Beginning with the line that has "Task: point out each instance of the stone pavement", reproduce each remaining line of the data exactly, down to and including the last.

─── Supplied records

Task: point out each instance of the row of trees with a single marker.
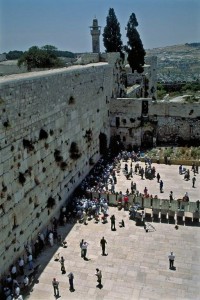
(44, 57)
(48, 56)
(113, 43)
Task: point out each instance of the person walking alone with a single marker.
(171, 260)
(99, 277)
(103, 243)
(55, 284)
(193, 181)
(84, 249)
(112, 218)
(62, 265)
(71, 282)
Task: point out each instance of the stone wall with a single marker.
(164, 121)
(43, 115)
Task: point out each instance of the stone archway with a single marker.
(102, 143)
(147, 141)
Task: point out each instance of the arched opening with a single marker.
(102, 143)
(147, 139)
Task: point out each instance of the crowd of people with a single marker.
(102, 179)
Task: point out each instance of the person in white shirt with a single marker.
(21, 265)
(171, 257)
(26, 281)
(84, 249)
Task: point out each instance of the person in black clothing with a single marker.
(158, 177)
(103, 245)
(71, 282)
(112, 218)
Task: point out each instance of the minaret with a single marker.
(95, 31)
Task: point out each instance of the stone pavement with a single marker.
(136, 266)
(170, 177)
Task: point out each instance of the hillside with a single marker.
(178, 62)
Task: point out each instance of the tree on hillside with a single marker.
(112, 36)
(136, 52)
(14, 54)
(37, 57)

──────

Answer:
Task: point out each instance of the stone pavement with a single marker.
(136, 266)
(170, 177)
Task: point out each instance of the hillside with a single marker.
(178, 62)
Task: point out each instance of the tree on hillside with a single marker.
(112, 36)
(136, 52)
(14, 54)
(37, 57)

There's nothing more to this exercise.